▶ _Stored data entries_

◇ ◇ ◇

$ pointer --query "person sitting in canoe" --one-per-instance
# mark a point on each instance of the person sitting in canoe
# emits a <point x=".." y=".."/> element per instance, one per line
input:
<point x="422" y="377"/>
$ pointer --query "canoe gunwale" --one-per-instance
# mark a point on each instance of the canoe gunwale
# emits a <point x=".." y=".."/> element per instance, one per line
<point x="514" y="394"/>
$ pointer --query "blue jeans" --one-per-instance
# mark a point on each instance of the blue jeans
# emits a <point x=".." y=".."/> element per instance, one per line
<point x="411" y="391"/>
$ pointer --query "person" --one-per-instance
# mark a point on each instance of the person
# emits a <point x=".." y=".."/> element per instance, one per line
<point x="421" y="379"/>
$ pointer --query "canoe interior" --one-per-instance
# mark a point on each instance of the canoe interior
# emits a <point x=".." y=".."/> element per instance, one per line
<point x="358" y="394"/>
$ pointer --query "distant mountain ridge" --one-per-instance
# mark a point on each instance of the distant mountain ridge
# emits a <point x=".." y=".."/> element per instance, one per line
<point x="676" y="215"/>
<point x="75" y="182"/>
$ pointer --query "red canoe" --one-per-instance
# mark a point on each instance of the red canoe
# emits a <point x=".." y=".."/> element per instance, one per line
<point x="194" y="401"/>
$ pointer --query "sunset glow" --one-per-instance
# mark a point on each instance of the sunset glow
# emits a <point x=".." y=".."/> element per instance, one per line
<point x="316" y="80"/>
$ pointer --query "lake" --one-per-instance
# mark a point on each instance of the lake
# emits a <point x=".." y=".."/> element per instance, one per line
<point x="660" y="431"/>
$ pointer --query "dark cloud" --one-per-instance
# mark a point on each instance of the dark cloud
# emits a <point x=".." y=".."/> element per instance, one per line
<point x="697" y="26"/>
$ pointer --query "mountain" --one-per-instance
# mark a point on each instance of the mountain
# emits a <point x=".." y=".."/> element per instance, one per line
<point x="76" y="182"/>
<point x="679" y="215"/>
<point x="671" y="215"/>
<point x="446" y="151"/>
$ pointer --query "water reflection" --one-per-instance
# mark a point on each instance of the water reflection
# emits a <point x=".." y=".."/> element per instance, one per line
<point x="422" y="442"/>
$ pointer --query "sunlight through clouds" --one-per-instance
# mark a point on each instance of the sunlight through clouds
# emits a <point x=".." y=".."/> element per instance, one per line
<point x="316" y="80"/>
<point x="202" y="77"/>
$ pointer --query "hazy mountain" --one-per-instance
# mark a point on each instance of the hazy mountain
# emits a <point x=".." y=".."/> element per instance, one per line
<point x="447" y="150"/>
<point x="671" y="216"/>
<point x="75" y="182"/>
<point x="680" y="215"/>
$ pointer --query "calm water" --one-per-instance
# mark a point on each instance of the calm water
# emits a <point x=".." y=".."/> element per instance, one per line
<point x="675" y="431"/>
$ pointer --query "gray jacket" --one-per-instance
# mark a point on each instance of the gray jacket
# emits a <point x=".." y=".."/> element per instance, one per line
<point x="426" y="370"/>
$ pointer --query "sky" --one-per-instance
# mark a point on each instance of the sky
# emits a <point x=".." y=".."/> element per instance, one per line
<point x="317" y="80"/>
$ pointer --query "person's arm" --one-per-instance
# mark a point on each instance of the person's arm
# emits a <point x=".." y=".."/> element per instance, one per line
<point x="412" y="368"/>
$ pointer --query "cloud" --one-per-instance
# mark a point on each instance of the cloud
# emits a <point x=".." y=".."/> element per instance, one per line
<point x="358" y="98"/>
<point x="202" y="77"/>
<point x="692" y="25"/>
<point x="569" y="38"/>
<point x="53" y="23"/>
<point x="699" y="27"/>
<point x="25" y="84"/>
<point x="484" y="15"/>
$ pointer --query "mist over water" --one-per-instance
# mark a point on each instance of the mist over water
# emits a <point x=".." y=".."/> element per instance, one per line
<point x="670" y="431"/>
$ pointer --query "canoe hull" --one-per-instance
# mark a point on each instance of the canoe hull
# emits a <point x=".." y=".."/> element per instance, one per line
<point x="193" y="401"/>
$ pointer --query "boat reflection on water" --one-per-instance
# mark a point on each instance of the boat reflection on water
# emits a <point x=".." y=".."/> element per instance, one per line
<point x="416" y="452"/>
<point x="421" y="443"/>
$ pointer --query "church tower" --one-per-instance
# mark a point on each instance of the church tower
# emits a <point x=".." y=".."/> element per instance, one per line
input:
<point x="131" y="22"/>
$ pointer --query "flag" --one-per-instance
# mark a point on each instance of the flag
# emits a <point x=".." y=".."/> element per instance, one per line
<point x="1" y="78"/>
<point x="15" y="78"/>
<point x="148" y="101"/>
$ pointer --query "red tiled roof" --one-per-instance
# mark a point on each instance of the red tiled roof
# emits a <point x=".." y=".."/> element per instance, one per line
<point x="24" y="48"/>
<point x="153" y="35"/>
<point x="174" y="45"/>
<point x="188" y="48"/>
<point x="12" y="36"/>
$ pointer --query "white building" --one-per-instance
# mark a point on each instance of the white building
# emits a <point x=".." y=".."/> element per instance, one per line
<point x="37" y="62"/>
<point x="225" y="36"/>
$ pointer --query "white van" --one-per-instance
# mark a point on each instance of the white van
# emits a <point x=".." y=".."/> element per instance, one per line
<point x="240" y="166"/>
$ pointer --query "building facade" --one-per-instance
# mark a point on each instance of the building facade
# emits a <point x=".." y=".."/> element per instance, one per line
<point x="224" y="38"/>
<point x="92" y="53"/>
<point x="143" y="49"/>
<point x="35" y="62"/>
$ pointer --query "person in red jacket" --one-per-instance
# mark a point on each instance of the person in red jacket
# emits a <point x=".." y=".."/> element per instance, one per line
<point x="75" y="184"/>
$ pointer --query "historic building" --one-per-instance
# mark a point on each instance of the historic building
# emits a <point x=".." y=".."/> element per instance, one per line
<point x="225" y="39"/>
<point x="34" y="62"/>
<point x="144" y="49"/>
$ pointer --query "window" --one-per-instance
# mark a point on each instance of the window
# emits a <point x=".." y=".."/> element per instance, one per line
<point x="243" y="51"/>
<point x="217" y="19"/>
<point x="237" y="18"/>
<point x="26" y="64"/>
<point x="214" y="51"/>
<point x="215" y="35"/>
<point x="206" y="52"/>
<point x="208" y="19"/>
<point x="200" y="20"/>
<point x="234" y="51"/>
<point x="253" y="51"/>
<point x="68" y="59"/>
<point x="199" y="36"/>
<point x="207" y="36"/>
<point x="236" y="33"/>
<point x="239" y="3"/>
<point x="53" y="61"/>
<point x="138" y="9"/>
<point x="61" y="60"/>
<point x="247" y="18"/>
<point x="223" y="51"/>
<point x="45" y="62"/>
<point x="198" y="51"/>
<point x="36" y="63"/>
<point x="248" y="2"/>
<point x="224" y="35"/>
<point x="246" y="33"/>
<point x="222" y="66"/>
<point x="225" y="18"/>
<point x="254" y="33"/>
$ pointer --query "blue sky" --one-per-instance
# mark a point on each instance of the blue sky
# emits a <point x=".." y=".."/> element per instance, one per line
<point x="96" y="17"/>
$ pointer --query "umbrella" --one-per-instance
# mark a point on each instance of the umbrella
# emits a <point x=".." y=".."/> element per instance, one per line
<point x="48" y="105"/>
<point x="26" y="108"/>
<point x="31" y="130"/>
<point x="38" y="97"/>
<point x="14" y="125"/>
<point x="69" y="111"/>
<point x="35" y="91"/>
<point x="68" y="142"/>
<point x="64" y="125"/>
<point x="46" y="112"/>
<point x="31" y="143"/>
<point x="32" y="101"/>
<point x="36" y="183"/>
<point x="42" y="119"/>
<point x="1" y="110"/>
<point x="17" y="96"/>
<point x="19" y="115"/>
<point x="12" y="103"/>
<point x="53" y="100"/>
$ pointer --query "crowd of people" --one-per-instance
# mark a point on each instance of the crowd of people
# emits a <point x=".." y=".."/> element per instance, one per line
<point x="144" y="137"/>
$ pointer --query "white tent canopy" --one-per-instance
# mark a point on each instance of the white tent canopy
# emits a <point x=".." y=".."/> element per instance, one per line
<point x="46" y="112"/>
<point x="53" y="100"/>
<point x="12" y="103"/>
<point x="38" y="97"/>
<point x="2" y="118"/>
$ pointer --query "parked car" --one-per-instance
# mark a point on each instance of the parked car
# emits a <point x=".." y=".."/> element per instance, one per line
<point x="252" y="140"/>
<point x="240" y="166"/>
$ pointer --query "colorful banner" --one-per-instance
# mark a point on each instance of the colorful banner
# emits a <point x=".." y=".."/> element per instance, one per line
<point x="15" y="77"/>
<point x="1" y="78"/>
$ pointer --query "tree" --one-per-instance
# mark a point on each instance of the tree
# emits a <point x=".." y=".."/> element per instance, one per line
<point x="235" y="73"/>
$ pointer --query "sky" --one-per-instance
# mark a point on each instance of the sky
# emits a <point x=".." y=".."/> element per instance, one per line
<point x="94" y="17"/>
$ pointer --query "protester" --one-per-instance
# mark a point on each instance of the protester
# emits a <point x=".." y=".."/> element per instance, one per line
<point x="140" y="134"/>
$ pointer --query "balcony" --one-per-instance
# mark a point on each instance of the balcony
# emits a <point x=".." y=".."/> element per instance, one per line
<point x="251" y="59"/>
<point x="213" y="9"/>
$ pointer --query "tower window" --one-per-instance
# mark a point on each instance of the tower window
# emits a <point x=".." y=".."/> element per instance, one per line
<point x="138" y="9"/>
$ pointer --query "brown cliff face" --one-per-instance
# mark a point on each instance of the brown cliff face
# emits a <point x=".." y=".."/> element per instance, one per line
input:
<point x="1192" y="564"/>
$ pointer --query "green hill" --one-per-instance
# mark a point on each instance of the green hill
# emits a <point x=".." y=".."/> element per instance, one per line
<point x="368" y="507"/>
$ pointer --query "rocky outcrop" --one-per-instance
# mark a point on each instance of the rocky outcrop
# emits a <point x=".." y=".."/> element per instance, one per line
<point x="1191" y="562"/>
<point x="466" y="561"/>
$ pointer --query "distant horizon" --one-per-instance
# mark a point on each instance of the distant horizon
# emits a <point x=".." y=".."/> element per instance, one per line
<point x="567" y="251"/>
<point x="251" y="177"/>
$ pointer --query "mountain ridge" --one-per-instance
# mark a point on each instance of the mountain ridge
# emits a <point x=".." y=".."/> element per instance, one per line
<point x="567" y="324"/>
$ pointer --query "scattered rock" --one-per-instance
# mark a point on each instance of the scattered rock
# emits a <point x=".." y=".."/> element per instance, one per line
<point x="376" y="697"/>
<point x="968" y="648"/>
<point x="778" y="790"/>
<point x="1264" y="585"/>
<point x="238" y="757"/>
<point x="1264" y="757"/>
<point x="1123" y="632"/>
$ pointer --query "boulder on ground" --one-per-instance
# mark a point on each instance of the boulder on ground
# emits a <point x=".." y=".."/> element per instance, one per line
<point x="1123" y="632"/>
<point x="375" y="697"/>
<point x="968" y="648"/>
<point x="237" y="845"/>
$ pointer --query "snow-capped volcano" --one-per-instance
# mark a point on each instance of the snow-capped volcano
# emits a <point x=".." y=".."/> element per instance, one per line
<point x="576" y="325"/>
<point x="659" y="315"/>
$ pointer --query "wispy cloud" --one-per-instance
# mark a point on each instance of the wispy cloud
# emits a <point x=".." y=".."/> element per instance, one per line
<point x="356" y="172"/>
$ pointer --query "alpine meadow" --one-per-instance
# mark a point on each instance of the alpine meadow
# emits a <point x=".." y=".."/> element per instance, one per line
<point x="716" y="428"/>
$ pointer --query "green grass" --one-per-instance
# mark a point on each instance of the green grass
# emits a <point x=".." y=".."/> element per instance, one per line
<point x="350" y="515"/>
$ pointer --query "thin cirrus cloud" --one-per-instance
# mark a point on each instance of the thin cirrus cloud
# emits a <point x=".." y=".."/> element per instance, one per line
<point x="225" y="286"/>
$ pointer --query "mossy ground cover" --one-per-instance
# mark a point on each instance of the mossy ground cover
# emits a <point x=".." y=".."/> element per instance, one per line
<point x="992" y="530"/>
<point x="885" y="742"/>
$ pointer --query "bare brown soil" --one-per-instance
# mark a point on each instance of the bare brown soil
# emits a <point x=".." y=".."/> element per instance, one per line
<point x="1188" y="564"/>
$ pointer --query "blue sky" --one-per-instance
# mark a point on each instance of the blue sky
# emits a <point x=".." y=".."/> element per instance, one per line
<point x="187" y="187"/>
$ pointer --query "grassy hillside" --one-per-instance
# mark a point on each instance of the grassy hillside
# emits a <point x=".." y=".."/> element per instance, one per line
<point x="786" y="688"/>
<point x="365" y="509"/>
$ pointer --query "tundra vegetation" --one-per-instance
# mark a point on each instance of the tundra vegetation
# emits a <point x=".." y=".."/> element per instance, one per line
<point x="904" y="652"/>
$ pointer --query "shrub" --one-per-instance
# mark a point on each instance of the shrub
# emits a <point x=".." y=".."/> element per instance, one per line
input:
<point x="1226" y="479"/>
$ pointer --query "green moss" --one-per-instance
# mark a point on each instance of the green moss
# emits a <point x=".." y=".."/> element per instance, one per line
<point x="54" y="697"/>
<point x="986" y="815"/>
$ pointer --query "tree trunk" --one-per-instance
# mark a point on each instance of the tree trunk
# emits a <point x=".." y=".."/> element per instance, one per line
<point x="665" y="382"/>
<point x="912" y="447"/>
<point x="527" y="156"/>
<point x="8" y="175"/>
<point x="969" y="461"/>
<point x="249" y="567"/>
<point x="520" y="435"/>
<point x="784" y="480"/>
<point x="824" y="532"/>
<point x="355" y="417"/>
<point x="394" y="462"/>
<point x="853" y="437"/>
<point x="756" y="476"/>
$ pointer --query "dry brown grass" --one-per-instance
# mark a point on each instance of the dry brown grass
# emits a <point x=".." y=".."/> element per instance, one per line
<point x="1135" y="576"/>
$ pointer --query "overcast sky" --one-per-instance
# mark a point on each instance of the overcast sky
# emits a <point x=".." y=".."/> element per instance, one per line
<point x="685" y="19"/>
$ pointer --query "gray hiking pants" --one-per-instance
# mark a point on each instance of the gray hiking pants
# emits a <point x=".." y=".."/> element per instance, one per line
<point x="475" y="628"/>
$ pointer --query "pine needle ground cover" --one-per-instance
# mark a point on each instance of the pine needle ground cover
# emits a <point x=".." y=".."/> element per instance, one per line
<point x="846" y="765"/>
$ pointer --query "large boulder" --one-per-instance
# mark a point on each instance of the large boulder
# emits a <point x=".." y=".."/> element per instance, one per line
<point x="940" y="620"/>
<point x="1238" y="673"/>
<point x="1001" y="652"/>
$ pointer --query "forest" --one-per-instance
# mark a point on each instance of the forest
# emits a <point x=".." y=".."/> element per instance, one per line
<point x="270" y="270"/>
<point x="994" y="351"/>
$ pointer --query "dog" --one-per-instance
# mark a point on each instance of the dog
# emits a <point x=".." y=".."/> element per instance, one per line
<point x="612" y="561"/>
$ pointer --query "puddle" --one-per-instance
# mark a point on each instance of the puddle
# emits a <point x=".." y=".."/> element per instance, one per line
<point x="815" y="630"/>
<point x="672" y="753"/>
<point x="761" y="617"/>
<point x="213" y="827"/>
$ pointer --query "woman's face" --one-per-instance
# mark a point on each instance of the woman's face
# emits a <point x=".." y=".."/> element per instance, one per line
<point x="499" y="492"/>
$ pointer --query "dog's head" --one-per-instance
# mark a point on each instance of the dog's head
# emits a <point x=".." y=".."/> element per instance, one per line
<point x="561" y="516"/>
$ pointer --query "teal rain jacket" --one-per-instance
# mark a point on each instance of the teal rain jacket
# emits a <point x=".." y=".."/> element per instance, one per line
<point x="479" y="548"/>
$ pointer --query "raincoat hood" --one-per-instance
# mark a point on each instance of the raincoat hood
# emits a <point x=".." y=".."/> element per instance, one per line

◇ ◇ ◇

From the entries above, print the lines beginning at the one with "# mark a point on each instance of the umbrella" and stopping after the one with "# mark a point on each instance of the white tent", exactly as written and with nothing else.

▶ _EXERCISE RESPONSE_
# mark a point on each instance of the umbrella
# emits a <point x=".." y=".."/> element per instance, one per line
<point x="48" y="105"/>
<point x="26" y="108"/>
<point x="31" y="130"/>
<point x="38" y="97"/>
<point x="14" y="125"/>
<point x="69" y="111"/>
<point x="35" y="91"/>
<point x="68" y="142"/>
<point x="64" y="125"/>
<point x="46" y="112"/>
<point x="31" y="143"/>
<point x="32" y="101"/>
<point x="36" y="183"/>
<point x="42" y="119"/>
<point x="1" y="110"/>
<point x="17" y="96"/>
<point x="19" y="115"/>
<point x="12" y="103"/>
<point x="53" y="100"/>
$ pointer --query "crowd of people" --one-per-instance
# mark a point on each instance of the crowd of people
# emits a <point x=".." y=".."/> element per instance, one per line
<point x="144" y="137"/>
$ pointer --query "white tent canopy" --one-per-instance
# mark a point on each instance of the white tent canopy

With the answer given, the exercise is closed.